EXERCISE BRIEF:
Rewrite the data starting at its first line and ending at the line that contains "<point>397,169</point>", including both, and shift every coordinate in the answer points by -29. Leave the pictures out.

start

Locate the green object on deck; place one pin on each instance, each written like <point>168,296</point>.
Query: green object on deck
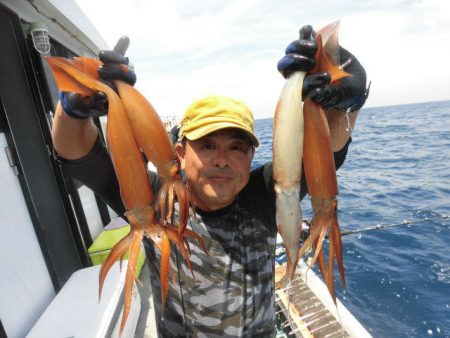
<point>101,247</point>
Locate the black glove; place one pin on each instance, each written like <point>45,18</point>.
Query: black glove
<point>300,54</point>
<point>348,95</point>
<point>81,107</point>
<point>114,62</point>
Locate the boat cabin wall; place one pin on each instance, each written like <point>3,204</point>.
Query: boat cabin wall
<point>48,220</point>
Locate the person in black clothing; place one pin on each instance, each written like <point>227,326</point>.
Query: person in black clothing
<point>233,290</point>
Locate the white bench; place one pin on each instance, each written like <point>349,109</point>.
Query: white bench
<point>76,311</point>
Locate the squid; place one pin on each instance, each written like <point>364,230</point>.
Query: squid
<point>134,127</point>
<point>301,132</point>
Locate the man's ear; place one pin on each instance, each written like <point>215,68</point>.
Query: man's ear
<point>179,148</point>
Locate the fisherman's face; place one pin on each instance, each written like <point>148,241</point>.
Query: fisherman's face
<point>217,167</point>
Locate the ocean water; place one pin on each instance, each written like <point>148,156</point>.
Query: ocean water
<point>397,169</point>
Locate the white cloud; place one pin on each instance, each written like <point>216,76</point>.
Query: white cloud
<point>183,50</point>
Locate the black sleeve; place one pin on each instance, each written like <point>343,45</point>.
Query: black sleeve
<point>339,158</point>
<point>96,171</point>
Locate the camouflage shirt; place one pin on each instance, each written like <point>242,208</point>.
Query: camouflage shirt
<point>232,291</point>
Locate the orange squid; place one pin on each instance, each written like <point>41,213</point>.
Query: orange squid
<point>124,142</point>
<point>319,166</point>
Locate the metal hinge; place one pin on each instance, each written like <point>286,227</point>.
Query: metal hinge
<point>12,164</point>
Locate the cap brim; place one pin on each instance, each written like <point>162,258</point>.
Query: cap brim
<point>212,127</point>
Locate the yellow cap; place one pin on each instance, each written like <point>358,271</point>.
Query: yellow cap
<point>213,113</point>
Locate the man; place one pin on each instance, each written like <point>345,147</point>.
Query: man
<point>232,293</point>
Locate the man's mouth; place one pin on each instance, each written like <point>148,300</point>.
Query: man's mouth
<point>220,178</point>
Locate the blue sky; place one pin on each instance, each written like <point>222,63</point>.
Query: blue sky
<point>183,50</point>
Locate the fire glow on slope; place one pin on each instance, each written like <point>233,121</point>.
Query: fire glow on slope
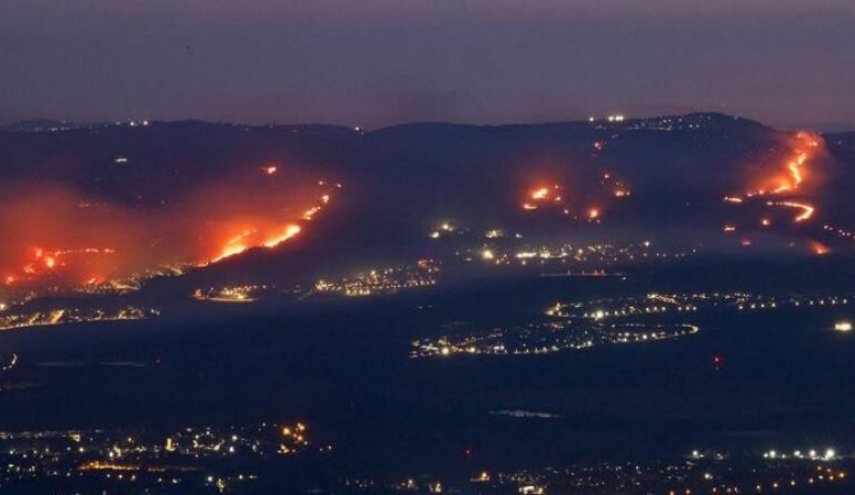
<point>57,237</point>
<point>789,180</point>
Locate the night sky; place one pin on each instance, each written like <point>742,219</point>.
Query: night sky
<point>381,62</point>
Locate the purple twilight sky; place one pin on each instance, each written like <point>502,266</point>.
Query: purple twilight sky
<point>380,62</point>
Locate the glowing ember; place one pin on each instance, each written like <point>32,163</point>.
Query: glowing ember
<point>221,219</point>
<point>818,248</point>
<point>806,210</point>
<point>541,193</point>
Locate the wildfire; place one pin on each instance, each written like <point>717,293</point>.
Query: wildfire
<point>818,248</point>
<point>49,240</point>
<point>541,193</point>
<point>794,174</point>
<point>541,196</point>
<point>806,210</point>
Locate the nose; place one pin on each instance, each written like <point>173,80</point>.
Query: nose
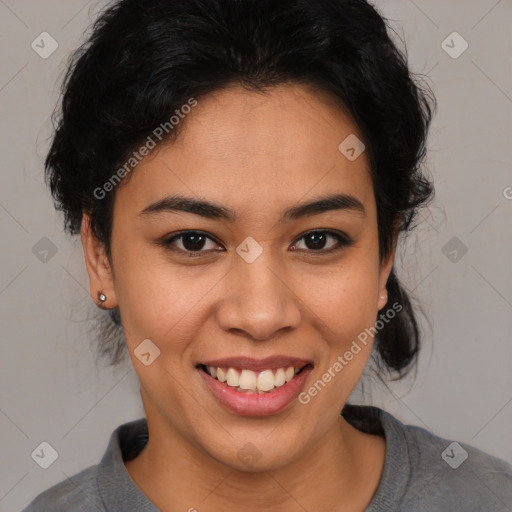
<point>258,301</point>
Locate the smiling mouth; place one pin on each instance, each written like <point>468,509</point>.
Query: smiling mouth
<point>254,382</point>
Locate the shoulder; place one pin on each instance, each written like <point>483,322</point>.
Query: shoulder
<point>77,493</point>
<point>443,474</point>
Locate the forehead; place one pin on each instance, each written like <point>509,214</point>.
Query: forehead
<point>249,149</point>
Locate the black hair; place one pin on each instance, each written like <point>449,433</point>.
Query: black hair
<point>145,59</point>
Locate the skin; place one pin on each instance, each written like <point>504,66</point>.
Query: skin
<point>258,154</point>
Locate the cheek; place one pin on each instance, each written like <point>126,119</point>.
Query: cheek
<point>343,301</point>
<point>160,302</point>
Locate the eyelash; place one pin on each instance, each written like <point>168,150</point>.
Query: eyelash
<point>342,239</point>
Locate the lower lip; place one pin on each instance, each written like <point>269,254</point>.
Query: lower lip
<point>255,404</point>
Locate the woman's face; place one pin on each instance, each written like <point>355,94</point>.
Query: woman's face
<point>256,292</point>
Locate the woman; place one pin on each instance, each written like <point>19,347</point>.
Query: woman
<point>239,172</point>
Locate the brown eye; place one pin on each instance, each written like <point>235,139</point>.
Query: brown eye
<point>316,241</point>
<point>190,242</point>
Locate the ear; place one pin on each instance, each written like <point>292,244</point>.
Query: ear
<point>385,270</point>
<point>98,266</point>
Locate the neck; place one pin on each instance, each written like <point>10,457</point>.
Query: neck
<point>340,472</point>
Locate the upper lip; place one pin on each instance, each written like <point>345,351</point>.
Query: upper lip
<point>249,363</point>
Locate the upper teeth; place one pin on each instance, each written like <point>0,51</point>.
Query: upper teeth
<point>245,379</point>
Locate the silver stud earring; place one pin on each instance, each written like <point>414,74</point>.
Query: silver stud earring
<point>102,298</point>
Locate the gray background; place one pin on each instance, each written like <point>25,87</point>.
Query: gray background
<point>53,390</point>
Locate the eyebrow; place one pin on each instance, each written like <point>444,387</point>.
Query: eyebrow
<point>174,203</point>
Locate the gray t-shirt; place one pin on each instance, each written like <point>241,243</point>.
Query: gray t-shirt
<point>422,472</point>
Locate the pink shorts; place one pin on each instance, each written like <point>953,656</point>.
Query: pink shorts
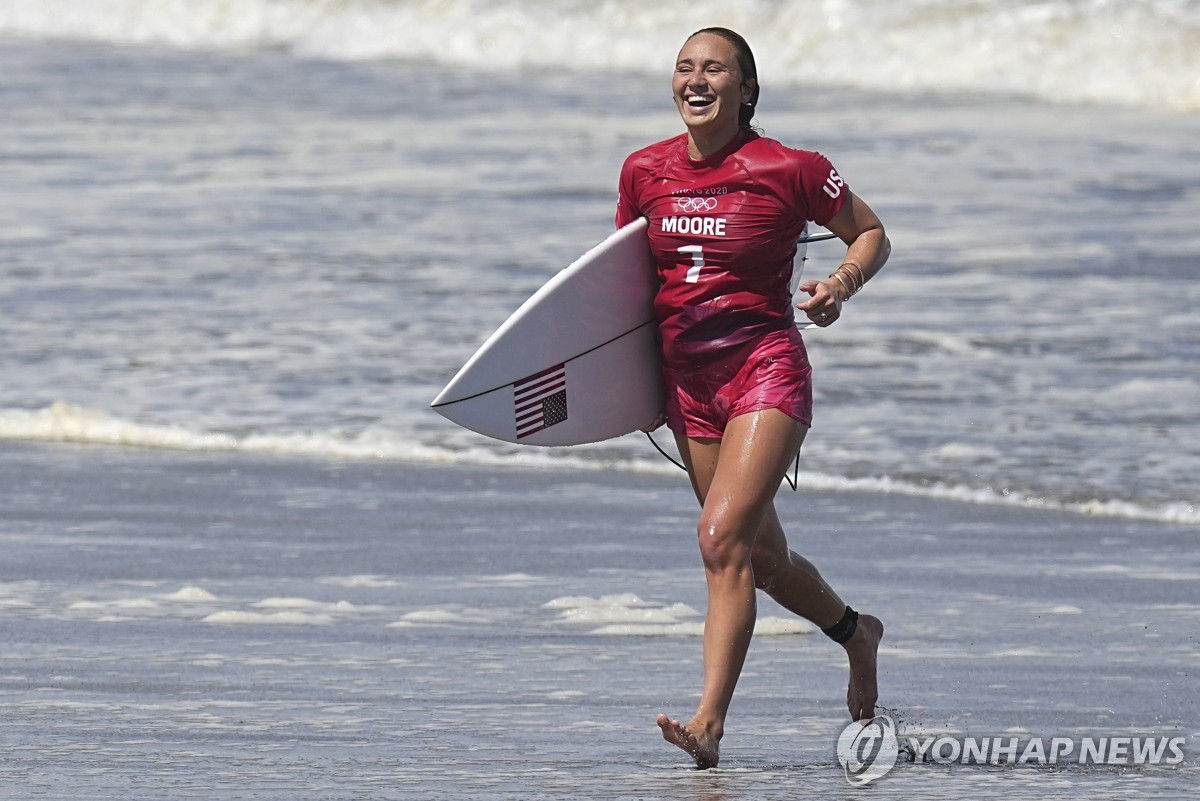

end

TASK RESPONSE:
Locate the green object on deck; place one pin on each instance, each written like <point>168,296</point>.
Query: green object on deck
<point>72,218</point>
Locate the black glove; place one pin on each instance, each written like <point>45,18</point>.
Query: black glove
<point>271,25</point>
<point>319,66</point>
<point>52,78</point>
<point>85,33</point>
Locate the boat cabin wall; place one pin on each instance, each written like <point>3,204</point>.
Query: boat cabin wall
<point>19,191</point>
Locate the person in black clothing; place one pin on each instance, each written like <point>227,326</point>.
Query: person in black clothing
<point>204,261</point>
Locate the white bench; place one pin on each instance, each written like <point>349,109</point>.
Query: white bench
<point>47,282</point>
Locate the squid; place one pin on each instance, each written like <point>364,230</point>.
Query: squid
<point>105,98</point>
<point>272,103</point>
Locate the man's ear; place one pin on each instance, each written like <point>215,68</point>.
Query: man's ear
<point>150,119</point>
Locate the fisherman's face; place one pin on each instance, each written like <point>148,241</point>.
Query: fisherman's face
<point>188,138</point>
Locate the ocean water; place one pin on each instance, each written like <point>148,156</point>.
Query: ocean water
<point>368,140</point>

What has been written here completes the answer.